[Opening RAW DATA section]

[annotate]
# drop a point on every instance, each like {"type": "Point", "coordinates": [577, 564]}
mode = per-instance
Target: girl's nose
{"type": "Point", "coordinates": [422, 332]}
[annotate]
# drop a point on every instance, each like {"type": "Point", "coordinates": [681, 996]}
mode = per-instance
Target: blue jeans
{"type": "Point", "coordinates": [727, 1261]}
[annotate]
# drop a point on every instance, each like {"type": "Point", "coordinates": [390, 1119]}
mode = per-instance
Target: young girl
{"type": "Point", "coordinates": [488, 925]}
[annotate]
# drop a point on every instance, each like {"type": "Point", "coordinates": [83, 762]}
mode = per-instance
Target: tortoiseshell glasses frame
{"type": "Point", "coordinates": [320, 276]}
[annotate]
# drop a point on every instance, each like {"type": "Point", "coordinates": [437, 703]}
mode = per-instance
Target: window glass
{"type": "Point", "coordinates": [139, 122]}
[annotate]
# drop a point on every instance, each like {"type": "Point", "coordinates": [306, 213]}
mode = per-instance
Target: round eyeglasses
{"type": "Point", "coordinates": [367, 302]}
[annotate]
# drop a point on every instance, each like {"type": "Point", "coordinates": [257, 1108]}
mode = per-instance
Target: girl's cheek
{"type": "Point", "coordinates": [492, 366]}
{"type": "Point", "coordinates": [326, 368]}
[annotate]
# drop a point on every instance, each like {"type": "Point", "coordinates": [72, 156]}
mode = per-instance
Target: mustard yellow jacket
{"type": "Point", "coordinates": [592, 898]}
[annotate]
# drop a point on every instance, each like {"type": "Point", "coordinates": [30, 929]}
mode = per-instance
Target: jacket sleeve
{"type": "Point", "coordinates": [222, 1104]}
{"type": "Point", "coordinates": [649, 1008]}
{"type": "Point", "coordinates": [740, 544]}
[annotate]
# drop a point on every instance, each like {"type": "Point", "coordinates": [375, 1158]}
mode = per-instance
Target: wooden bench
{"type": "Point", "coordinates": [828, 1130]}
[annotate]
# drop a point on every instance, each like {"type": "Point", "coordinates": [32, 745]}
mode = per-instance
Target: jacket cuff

[Closing RAW DATA section]

WORK ITEM → Filter the entries and keep only the lines holding "each".

ANSWER BOX →
# drop a point on every instance, each like {"type": "Point", "coordinates": [577, 564]}
# drop a point on every instance, each like {"type": "Point", "coordinates": [681, 996]}
# drop a point on every instance, each like {"type": "Point", "coordinates": [390, 1119]}
# drop a point on every instance, each like {"type": "Point", "coordinates": [83, 762]}
# drop a point on every instance, each like {"type": "Point", "coordinates": [437, 703]}
# drop a point on every instance, each like {"type": "Point", "coordinates": [306, 213]}
# drop a point on every instance, each like {"type": "Point", "coordinates": [257, 1108]}
# drop a point on every instance, each like {"type": "Point", "coordinates": [72, 156]}
# drop a point on every instance, each like {"type": "Point", "coordinates": [30, 929]}
# drop a point on every instance, each like {"type": "Point", "coordinates": [375, 1158]}
# drop a point on every instance, each like {"type": "Point", "coordinates": [32, 745]}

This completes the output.